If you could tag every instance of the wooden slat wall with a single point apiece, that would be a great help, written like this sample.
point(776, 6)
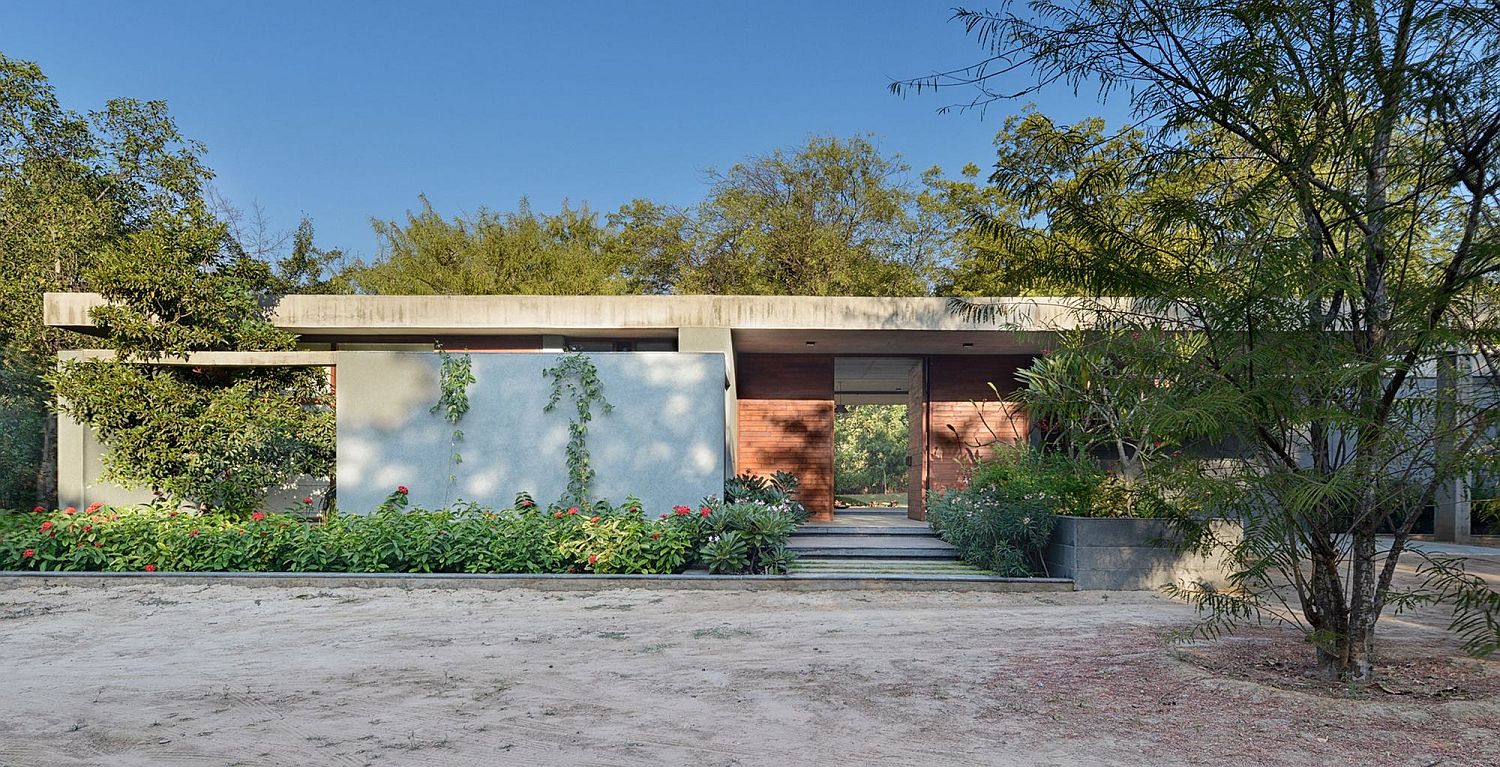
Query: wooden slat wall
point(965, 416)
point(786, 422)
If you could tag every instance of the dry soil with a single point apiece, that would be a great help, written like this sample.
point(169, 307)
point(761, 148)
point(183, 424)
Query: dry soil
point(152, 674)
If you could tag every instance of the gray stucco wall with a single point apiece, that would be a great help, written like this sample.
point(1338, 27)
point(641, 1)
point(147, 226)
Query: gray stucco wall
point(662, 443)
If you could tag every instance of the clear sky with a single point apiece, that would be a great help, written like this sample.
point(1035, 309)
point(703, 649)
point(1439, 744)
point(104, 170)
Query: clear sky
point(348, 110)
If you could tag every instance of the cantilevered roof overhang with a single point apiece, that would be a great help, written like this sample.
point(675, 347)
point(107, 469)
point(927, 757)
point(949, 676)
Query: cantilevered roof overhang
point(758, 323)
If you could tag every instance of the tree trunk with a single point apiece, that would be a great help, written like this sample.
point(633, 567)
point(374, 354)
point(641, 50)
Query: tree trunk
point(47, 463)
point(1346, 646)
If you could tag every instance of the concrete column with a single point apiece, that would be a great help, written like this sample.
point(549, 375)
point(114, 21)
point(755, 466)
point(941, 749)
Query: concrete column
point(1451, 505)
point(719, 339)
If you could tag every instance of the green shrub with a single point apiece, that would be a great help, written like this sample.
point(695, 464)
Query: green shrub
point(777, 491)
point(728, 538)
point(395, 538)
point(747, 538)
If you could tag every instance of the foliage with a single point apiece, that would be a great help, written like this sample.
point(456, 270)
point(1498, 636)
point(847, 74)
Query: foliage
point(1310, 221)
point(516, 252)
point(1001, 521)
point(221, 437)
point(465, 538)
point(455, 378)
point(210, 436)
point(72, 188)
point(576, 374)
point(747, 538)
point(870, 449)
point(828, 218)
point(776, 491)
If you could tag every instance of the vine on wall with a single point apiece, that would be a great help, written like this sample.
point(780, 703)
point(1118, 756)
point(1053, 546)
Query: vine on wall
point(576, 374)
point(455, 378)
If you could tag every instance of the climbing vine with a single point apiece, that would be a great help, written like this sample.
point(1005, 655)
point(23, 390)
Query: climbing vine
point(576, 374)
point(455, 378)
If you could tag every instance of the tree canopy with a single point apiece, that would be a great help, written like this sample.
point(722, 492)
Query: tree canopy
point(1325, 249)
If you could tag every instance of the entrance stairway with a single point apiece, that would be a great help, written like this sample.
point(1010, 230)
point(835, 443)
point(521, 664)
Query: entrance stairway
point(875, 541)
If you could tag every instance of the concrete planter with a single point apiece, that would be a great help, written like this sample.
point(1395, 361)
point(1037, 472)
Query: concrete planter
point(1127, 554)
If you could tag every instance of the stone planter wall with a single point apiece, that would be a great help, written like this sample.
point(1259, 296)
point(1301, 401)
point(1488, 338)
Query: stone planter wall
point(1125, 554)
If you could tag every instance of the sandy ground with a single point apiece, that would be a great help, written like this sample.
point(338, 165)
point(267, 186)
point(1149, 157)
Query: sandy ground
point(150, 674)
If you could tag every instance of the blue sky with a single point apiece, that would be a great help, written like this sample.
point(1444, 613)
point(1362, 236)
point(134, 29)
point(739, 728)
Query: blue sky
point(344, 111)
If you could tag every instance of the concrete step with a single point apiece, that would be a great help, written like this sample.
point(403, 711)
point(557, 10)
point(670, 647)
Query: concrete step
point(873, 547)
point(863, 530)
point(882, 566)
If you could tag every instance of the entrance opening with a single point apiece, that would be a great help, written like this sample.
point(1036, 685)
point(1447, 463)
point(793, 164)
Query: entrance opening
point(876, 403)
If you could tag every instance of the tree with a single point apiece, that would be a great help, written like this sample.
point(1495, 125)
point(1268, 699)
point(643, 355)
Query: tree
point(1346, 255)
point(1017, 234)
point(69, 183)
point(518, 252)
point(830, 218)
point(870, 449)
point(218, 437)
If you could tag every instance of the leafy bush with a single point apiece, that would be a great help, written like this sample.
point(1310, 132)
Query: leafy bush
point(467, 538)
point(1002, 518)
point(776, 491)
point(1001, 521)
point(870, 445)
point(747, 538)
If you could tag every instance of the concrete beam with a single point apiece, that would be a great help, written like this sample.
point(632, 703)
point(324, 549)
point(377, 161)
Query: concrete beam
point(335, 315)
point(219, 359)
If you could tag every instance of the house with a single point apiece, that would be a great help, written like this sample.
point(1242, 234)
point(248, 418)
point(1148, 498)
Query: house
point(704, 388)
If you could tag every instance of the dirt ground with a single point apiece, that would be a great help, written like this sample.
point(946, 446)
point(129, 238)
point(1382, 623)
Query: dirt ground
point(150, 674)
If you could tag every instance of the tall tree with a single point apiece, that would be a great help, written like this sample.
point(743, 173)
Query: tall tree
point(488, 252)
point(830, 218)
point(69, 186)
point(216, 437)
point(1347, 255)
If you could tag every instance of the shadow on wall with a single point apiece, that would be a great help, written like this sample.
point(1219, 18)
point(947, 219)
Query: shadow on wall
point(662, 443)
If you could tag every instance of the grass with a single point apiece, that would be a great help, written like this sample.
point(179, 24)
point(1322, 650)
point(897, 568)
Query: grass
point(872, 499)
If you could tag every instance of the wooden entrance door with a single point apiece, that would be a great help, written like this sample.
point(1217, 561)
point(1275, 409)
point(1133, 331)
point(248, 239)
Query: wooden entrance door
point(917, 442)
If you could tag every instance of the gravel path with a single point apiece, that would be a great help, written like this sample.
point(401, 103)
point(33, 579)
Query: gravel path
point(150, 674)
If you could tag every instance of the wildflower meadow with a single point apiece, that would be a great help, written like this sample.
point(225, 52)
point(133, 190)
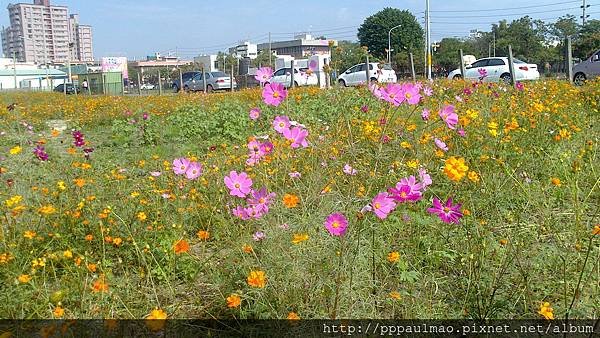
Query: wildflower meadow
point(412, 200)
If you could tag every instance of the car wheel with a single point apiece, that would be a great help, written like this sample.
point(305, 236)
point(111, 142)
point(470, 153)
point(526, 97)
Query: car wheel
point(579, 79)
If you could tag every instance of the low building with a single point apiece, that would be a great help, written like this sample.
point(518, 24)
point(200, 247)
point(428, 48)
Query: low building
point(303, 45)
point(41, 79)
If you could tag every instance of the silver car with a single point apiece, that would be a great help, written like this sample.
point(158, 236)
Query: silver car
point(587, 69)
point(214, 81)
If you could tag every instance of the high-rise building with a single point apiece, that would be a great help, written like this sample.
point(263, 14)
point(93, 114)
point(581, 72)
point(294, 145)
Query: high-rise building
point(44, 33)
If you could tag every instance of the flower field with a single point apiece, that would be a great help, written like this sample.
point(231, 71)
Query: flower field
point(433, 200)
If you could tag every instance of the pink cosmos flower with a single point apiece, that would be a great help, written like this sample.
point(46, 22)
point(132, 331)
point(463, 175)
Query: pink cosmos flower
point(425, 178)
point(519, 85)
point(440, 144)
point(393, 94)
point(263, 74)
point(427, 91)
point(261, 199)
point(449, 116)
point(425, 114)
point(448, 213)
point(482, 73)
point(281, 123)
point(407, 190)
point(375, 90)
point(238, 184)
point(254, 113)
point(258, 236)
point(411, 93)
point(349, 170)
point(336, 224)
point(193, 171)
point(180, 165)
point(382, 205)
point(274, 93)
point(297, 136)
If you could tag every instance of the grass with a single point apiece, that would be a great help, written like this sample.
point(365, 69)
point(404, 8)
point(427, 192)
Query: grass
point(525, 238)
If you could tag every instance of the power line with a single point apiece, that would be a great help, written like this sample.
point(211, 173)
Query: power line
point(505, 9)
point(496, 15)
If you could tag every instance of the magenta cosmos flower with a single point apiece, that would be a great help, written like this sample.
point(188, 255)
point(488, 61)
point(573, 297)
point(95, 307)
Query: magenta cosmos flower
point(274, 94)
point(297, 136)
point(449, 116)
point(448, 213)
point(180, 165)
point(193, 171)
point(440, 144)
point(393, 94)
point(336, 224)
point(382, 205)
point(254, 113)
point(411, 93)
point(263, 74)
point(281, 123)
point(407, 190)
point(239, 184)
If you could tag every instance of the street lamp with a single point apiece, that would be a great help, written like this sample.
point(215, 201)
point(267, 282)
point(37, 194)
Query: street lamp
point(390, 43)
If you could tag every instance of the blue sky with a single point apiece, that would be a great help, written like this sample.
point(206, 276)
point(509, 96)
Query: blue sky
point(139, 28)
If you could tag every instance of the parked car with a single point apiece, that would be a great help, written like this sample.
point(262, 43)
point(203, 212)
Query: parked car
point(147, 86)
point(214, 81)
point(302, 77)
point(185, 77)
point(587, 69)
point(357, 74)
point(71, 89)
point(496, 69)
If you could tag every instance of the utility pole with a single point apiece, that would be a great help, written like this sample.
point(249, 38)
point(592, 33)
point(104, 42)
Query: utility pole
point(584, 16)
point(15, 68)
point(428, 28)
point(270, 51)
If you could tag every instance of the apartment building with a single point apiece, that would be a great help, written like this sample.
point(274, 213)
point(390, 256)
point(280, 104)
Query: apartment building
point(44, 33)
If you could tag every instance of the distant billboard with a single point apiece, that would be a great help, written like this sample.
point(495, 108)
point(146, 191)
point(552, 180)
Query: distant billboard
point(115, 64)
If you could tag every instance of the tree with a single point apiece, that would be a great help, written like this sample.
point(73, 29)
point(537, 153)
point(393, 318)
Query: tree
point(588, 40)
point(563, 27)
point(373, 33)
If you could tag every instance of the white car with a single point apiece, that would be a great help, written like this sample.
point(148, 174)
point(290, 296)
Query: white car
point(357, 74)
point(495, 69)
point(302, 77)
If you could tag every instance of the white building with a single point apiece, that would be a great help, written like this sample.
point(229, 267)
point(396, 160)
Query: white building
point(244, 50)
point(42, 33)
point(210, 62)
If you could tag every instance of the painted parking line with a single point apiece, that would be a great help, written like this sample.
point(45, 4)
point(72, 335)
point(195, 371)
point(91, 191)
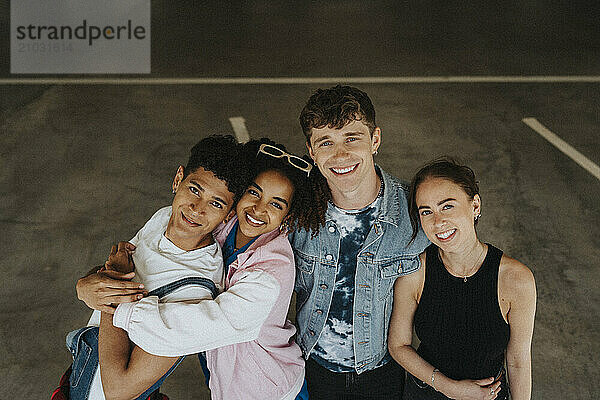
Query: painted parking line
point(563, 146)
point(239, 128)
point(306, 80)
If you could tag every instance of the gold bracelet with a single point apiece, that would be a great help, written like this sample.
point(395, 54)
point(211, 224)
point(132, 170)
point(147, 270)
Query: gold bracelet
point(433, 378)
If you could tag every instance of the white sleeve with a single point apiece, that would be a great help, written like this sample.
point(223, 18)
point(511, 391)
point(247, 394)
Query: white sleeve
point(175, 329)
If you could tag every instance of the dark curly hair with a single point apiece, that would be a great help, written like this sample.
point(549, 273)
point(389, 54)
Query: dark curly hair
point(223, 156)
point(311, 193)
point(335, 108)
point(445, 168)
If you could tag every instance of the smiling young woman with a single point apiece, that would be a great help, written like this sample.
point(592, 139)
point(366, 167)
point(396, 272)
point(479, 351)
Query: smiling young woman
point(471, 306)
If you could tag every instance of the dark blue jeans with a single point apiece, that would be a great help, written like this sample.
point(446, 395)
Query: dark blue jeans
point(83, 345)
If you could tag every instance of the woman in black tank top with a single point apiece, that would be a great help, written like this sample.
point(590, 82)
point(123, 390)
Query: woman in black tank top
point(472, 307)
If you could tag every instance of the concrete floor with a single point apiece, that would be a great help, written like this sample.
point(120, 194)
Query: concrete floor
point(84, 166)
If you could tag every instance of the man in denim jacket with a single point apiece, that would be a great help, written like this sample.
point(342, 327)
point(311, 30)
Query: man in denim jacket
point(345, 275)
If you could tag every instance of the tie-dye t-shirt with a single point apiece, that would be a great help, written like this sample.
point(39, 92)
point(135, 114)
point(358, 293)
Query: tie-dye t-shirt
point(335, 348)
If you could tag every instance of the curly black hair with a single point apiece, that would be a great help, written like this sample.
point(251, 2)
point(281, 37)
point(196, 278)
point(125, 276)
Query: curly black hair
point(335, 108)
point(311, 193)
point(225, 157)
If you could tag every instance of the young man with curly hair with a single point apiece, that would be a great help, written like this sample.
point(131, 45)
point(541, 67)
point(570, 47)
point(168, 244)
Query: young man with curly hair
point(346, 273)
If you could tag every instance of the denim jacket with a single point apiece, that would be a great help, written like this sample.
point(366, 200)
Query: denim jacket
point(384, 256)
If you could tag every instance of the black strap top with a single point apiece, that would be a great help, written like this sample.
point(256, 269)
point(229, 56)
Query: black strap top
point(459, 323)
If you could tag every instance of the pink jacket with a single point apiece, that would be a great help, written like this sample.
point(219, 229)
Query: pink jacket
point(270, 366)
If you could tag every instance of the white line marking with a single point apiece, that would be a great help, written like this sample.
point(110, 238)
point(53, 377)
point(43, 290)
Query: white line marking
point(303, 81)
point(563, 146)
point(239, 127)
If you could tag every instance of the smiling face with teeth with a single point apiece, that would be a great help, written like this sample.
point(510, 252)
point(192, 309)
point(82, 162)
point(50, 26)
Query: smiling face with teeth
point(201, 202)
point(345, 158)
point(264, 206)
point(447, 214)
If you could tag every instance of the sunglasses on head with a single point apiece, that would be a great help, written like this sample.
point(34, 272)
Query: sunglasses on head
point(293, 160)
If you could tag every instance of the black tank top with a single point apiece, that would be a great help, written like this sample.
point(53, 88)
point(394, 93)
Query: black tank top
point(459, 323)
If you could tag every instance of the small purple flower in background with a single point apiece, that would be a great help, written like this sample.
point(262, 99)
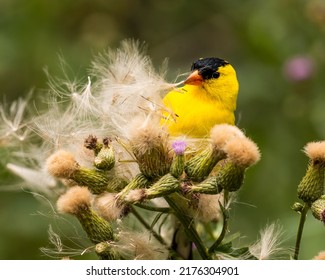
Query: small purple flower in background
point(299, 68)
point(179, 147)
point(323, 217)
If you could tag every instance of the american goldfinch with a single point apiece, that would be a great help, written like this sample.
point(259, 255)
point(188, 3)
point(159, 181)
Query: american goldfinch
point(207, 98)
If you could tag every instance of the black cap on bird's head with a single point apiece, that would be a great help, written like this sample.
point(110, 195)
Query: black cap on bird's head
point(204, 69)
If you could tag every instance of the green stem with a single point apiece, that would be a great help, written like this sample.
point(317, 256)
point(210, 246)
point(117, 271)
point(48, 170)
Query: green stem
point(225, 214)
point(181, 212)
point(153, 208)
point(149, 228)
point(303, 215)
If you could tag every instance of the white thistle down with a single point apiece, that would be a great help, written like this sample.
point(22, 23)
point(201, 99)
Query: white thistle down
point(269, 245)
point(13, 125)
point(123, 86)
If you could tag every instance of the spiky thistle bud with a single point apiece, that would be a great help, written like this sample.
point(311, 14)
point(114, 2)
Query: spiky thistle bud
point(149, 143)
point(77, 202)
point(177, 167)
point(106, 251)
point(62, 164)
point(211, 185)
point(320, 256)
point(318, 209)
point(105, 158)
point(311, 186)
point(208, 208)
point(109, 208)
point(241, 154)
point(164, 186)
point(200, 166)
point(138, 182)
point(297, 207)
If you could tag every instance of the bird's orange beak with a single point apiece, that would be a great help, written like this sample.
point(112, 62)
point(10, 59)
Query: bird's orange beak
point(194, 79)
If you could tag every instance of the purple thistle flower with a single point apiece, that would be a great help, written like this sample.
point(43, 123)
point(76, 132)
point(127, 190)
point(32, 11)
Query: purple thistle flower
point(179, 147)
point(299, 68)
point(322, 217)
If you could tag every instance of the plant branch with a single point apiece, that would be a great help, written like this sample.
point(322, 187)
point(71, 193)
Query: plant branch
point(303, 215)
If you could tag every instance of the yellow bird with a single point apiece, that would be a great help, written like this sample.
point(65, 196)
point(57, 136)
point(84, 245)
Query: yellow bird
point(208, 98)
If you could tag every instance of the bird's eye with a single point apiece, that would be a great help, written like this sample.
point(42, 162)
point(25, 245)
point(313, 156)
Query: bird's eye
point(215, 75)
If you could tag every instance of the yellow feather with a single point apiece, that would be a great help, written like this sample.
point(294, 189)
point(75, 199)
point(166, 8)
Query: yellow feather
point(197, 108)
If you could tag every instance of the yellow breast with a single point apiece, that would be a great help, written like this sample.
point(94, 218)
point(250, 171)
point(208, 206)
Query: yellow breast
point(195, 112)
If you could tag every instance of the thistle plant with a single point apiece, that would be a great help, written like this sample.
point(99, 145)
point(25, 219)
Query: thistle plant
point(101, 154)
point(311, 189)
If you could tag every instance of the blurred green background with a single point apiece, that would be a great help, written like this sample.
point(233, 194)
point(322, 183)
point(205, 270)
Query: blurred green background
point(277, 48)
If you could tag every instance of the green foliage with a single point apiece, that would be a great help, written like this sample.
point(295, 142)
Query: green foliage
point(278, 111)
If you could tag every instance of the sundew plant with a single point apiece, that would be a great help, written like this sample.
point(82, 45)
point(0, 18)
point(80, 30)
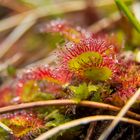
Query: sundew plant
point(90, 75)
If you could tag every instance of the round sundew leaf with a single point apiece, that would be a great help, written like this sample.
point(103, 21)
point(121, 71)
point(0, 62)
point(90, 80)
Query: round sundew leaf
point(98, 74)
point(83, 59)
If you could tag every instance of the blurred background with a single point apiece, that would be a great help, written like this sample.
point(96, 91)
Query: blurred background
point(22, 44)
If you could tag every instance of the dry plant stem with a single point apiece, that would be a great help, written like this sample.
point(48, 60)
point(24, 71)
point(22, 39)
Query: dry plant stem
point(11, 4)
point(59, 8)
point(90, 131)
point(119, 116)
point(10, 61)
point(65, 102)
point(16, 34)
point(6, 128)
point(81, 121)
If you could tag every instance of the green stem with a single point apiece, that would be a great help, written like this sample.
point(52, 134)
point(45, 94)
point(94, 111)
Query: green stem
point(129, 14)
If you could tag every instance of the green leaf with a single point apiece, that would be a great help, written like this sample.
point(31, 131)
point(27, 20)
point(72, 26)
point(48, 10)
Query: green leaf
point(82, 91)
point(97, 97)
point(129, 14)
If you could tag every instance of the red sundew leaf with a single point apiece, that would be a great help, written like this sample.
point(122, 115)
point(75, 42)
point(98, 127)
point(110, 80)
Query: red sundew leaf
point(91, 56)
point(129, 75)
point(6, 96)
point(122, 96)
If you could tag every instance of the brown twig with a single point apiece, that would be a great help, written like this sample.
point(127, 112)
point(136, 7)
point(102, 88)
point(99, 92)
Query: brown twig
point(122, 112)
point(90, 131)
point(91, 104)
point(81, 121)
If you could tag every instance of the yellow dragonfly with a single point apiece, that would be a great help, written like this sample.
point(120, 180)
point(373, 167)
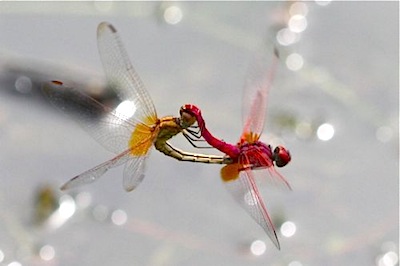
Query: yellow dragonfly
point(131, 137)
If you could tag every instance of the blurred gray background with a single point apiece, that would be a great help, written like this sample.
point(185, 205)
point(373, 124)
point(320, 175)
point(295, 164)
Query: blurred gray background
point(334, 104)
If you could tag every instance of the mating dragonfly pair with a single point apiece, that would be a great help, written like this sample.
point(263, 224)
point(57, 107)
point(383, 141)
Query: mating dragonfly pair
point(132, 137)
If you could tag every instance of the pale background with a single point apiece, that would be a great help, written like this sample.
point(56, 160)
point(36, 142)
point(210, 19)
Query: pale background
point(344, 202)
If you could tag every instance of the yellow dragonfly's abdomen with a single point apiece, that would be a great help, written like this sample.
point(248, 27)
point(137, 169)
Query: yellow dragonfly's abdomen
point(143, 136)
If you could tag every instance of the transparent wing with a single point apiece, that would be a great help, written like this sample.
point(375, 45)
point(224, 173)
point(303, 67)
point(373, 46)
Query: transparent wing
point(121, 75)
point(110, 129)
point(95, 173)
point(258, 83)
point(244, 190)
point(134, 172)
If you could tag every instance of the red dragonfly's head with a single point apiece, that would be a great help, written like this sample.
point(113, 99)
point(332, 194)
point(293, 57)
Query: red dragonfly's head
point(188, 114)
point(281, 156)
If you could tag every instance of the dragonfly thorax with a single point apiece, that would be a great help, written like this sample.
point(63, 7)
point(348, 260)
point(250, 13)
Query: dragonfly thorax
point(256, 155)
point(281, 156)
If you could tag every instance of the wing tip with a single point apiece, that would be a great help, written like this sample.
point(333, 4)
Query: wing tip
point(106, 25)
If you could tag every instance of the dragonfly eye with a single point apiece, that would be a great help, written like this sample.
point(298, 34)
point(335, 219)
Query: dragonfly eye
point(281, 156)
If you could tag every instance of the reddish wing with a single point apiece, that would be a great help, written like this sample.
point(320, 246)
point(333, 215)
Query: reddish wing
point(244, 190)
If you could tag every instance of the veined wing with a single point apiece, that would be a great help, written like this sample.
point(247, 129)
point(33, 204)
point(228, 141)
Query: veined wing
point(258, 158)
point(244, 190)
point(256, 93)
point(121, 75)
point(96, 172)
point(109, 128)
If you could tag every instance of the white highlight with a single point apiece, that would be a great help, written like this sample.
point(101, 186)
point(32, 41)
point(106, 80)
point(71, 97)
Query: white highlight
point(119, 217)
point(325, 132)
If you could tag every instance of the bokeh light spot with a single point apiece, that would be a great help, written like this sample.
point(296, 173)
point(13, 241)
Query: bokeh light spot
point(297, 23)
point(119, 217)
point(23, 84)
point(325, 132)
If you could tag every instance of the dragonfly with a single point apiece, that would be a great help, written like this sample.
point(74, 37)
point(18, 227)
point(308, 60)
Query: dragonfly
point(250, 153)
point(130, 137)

□ □ □

**SET PROBLEM**
Start at the line containing "If you could tag every instance of the round" and stop after the line containing "point(83, 59)". Rewrite only those lines, replacing "sundew leaf" with "sundew pad" and leaving everything else unchanged.

**PROBLEM SOLUTION**
If you could tag every instance of the round sundew pad with a single point apiece, that would be a great help, written like this sample.
point(103, 21)
point(121, 71)
point(0, 62)
point(90, 80)
Query: round sundew pad
point(98, 74)
point(83, 59)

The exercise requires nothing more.